## WHAT IS BEING ASKED
In the listing below, find the line holding "Target: white face mask" and the line holding "Locate the round". Write out those two lines and all lines between, exactly, and nothing more.

## DATA PROVIDED
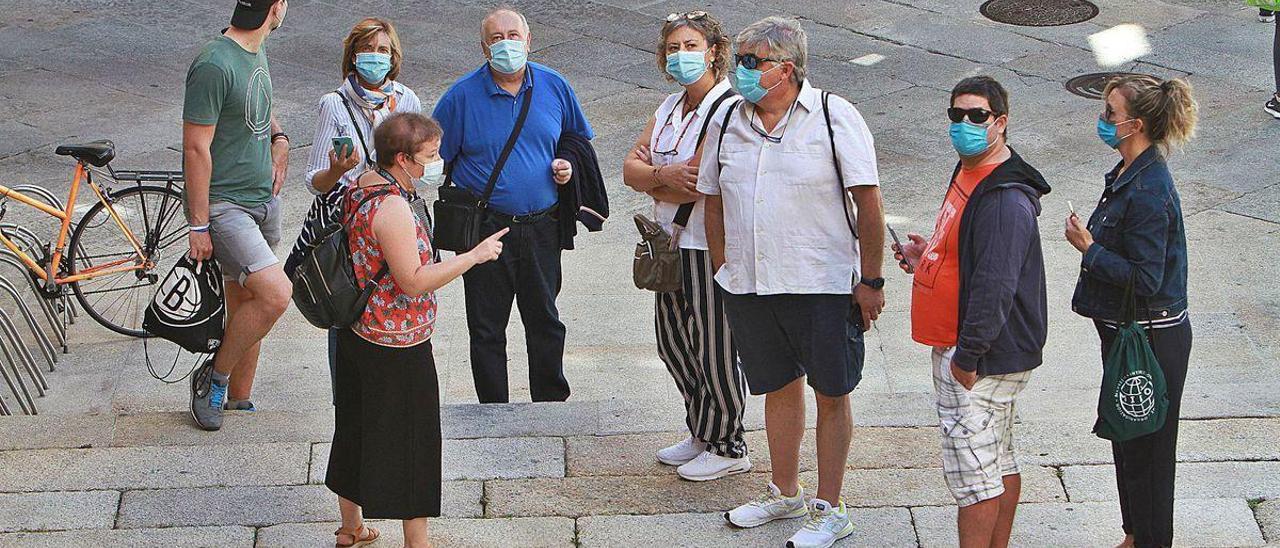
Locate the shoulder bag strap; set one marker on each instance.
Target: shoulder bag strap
(720, 142)
(369, 160)
(686, 210)
(840, 173)
(382, 272)
(506, 149)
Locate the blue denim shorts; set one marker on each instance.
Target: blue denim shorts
(784, 337)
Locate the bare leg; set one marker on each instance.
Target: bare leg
(242, 382)
(352, 519)
(269, 296)
(415, 534)
(1008, 510)
(977, 523)
(835, 433)
(784, 423)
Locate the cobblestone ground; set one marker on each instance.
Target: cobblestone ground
(112, 459)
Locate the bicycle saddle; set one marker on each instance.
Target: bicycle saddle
(95, 153)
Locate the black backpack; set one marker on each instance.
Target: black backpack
(188, 307)
(325, 288)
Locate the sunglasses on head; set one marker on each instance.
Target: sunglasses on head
(686, 16)
(752, 60)
(976, 115)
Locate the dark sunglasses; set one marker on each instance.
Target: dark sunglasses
(976, 115)
(752, 60)
(686, 16)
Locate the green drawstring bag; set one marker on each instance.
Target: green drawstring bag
(1134, 400)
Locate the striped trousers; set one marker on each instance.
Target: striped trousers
(694, 341)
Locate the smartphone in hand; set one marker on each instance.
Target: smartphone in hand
(343, 146)
(900, 250)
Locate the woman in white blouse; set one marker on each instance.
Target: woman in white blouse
(693, 333)
(369, 94)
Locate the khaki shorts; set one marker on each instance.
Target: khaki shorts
(977, 430)
(245, 237)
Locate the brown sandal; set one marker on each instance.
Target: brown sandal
(370, 534)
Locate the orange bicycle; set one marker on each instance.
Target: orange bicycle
(122, 245)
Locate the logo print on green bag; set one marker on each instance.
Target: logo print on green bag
(1136, 396)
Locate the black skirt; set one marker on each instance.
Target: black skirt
(385, 451)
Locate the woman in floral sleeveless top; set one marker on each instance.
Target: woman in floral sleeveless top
(385, 457)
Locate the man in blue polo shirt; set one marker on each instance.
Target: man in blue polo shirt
(478, 115)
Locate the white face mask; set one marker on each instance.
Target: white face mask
(433, 173)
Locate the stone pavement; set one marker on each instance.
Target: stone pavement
(113, 460)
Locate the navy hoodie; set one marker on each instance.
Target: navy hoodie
(1004, 306)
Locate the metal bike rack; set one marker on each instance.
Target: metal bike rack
(68, 306)
(36, 246)
(19, 391)
(51, 315)
(28, 360)
(46, 347)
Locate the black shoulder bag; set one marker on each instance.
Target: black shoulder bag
(458, 213)
(657, 259)
(325, 288)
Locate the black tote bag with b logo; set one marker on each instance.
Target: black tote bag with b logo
(188, 307)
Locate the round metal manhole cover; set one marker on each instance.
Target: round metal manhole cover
(1089, 86)
(1040, 13)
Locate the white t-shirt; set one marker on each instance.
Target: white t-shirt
(676, 132)
(785, 227)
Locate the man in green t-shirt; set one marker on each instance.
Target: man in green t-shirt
(234, 160)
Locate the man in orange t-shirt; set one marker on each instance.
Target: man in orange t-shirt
(978, 298)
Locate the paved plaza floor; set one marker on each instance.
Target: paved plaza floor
(113, 459)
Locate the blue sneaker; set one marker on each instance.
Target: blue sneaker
(206, 398)
(240, 405)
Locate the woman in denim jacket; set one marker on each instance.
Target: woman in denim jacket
(1136, 236)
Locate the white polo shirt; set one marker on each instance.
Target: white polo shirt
(676, 132)
(785, 227)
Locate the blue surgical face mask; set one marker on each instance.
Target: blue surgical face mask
(969, 140)
(1107, 132)
(508, 55)
(373, 68)
(748, 82)
(686, 67)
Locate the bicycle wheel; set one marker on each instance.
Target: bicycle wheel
(155, 217)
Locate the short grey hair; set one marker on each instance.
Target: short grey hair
(782, 37)
(524, 22)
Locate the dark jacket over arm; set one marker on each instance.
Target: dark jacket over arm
(584, 197)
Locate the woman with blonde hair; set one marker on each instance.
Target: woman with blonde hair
(693, 332)
(369, 94)
(1136, 241)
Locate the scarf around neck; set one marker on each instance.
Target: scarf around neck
(374, 104)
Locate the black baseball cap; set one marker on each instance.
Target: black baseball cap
(250, 14)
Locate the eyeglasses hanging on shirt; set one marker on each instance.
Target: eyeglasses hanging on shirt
(675, 149)
(785, 123)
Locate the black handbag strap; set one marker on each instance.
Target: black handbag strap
(382, 272)
(506, 149)
(369, 160)
(686, 210)
(840, 173)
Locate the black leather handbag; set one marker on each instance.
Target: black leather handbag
(458, 213)
(325, 288)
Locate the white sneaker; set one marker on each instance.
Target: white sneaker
(768, 507)
(682, 452)
(823, 528)
(711, 466)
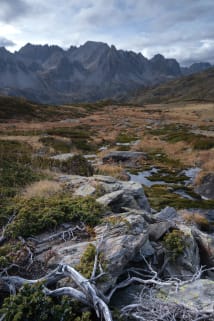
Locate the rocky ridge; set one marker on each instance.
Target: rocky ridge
(132, 235)
(93, 71)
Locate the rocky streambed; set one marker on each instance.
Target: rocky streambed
(138, 242)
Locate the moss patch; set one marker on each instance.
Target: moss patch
(37, 215)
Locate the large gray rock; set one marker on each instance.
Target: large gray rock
(121, 242)
(197, 295)
(157, 230)
(168, 213)
(206, 187)
(63, 157)
(206, 245)
(188, 262)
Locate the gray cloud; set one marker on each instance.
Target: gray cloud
(6, 42)
(180, 29)
(13, 9)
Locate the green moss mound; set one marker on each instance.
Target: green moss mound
(37, 215)
(31, 304)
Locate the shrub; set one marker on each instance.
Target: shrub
(15, 167)
(174, 242)
(199, 219)
(86, 265)
(76, 165)
(36, 215)
(31, 304)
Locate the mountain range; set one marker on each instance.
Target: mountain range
(93, 71)
(195, 87)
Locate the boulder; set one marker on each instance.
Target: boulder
(206, 246)
(197, 295)
(206, 187)
(121, 243)
(126, 157)
(115, 193)
(168, 213)
(62, 157)
(189, 262)
(157, 230)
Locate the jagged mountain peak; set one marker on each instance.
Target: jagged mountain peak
(38, 52)
(92, 71)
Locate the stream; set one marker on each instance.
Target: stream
(143, 178)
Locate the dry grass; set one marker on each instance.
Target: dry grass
(43, 188)
(116, 171)
(31, 140)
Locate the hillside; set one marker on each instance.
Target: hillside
(197, 87)
(91, 72)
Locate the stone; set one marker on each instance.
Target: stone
(62, 157)
(116, 193)
(157, 230)
(110, 198)
(188, 263)
(85, 190)
(121, 242)
(168, 213)
(127, 157)
(206, 245)
(206, 187)
(196, 295)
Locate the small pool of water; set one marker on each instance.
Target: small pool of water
(143, 178)
(191, 173)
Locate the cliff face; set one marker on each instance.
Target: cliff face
(93, 71)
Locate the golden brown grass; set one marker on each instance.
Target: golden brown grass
(116, 171)
(43, 188)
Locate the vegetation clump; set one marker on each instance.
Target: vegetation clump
(76, 165)
(174, 243)
(32, 304)
(86, 264)
(15, 167)
(36, 215)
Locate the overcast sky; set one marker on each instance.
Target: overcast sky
(181, 29)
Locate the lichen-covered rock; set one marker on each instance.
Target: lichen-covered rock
(127, 157)
(115, 193)
(122, 240)
(206, 187)
(168, 213)
(206, 245)
(188, 262)
(197, 295)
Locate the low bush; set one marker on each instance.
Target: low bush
(31, 304)
(76, 165)
(174, 243)
(86, 265)
(36, 215)
(15, 167)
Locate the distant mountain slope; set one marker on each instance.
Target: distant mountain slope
(199, 86)
(91, 72)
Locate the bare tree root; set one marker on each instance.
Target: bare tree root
(87, 293)
(149, 308)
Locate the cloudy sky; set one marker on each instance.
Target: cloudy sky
(182, 29)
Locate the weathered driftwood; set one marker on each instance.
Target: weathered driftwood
(87, 293)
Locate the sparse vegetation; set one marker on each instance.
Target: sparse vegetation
(31, 303)
(199, 219)
(86, 265)
(174, 243)
(36, 215)
(77, 165)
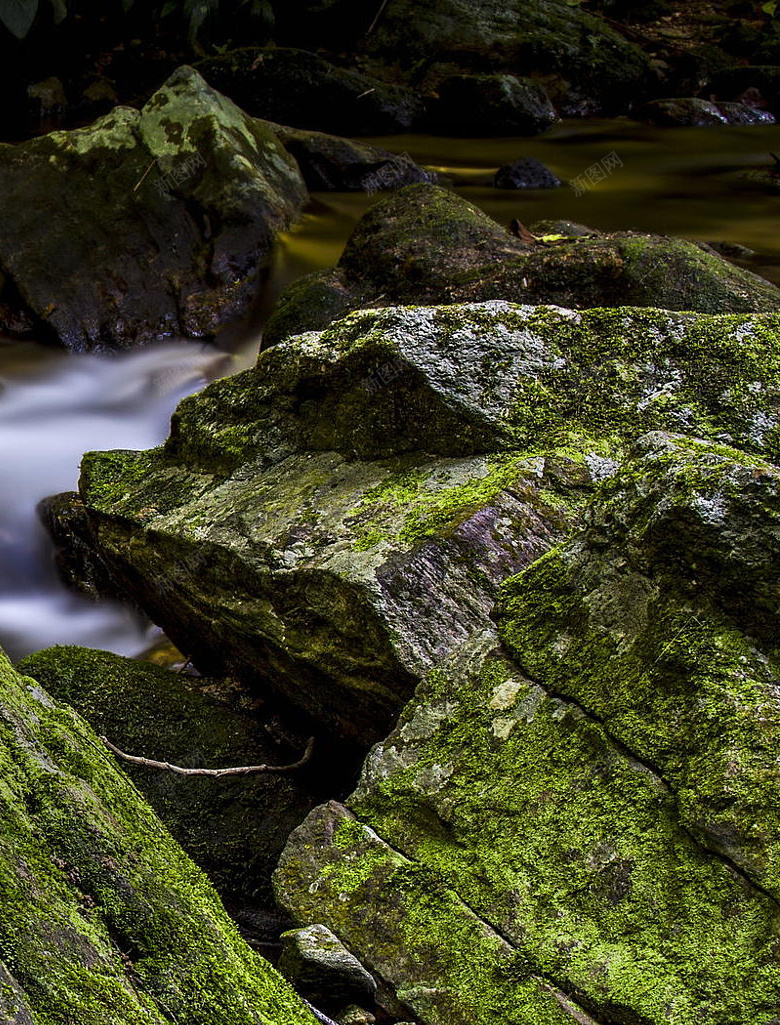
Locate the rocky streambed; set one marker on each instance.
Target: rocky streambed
(479, 555)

## ANSWER TO THIS EXERCISE
Target: white face mask
(433, 173)
Locate the stone pavement; set one marker on each instance.
Target: stone pavement
(113, 460)
Locate the navy hoodie; set one marker on each instance.
Target: navy hoodie
(1004, 306)
Locate the metal bike rack; set one marker on each instance.
Target: metal bike rack
(68, 306)
(36, 246)
(19, 391)
(51, 315)
(28, 360)
(46, 347)
Locate the black shoulder bag; set one marker on each instance.
Target: black shoulder bag
(458, 213)
(657, 259)
(325, 288)
Locate the black tote bag with b logo; set one marker on each instance.
Target: black tote bag with b logo
(188, 307)
Locate the round metal manhole cover; set one marker on each instance.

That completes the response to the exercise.